### Stated task
Write out the lines below word for word, covering only the stretch from the line containing "Greenhouse-scouting task: tag the grass" through the end of the lines.

### The records
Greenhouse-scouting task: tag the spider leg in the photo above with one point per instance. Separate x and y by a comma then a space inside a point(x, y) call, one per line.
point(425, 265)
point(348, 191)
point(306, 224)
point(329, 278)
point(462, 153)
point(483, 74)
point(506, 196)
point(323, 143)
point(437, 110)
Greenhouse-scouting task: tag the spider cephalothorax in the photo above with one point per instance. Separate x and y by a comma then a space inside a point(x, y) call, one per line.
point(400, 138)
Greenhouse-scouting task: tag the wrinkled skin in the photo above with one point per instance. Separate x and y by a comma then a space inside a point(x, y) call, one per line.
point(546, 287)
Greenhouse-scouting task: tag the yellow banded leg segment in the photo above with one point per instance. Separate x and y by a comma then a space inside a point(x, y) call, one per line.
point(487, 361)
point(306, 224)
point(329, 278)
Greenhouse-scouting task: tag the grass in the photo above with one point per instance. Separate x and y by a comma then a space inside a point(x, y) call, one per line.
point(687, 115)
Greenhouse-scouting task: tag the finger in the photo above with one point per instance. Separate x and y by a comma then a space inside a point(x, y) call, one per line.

### Exercise solution
Greenhouse-scouting task: tag the grass in the photo above with one point per instance. Separate x and y by a comma then a space inside a point(x, y) call, one per line.
point(687, 115)
Greenhouse-scouting task: tag the finger in the photo above with one point per instance. Separate x and y by a comma then a space inside a point(x, y) call, one per line.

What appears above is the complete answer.